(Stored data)
◆ ◆ ◆ ◆ ◆ ◆ ◆
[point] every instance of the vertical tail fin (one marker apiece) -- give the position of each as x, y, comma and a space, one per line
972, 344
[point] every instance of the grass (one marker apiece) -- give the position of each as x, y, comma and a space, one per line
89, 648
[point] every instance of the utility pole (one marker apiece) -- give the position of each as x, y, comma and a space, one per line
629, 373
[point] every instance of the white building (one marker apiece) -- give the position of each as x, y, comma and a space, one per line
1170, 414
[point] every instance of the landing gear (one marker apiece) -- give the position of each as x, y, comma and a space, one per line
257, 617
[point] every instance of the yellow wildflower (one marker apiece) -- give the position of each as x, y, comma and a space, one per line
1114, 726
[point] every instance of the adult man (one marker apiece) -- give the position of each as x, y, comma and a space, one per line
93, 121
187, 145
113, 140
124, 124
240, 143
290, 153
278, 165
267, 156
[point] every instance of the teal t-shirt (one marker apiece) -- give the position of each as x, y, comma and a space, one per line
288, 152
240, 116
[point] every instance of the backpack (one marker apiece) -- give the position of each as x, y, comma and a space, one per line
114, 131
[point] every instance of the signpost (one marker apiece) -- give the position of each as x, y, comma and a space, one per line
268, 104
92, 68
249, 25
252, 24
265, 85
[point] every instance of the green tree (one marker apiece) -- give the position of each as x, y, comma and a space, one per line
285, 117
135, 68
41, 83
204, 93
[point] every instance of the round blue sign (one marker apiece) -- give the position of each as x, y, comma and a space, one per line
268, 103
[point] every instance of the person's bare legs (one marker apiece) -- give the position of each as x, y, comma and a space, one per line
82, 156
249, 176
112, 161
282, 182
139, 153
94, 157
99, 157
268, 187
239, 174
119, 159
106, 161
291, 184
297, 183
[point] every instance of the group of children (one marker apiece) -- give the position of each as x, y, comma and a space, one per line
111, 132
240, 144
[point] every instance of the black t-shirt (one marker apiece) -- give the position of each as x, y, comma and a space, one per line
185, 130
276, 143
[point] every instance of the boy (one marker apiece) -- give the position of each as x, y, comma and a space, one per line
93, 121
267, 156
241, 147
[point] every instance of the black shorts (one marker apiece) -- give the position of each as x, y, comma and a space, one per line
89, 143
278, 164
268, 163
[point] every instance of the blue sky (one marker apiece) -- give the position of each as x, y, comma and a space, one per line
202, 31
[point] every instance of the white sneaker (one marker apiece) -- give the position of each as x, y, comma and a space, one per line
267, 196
◆ ◆ ◆ ◆ ◆ ◆ ◆
● **What the task requires**
Please repeat the rows word for word, from the line with "[point] every instance of the green" up to and including the last of the rows.

● **Correct output**
[point] every instance of the green tree (one marker apiece) -- give the position of each as x, y, comma and a space, one per line
285, 117
135, 68
41, 83
204, 93
[point] every instance of the round blue sign (one marker apiece) -- give the position of each as x, y, comma and a space, one per line
268, 103
[point] every instance of the person's bare legs (one marker apiece) -- give the position of each as x, y, comma and a space, one per line
82, 156
249, 176
112, 161
282, 182
139, 153
94, 157
99, 157
268, 187
239, 174
119, 159
106, 161
291, 184
297, 183
[point] every instance of the group of children (one marker apiece) -- give the position of each as x, y, comma and a space, one per line
111, 132
240, 144
[point] every instance of the black t-shirt (one marker apiece) -- give the position of each as x, y, comma and a space, one per line
185, 130
276, 143
[point] every instance of the boy (one marker apiece) -- give the position of each as x, y, comma and a space, one per line
93, 121
267, 156
241, 147
[point] every instance of the black shorts (one marker apiece) -- give the position of each as x, y, comma and a space, one per line
89, 143
278, 164
268, 163
[point] every instance of the blue sky (one marker apiece) -- give the position of each as x, y, comma and a space, one per line
202, 31
[point] every instance of the white sneaker (one marker apiece) -- give the position of each as x, y, comma and a space, one per line
267, 196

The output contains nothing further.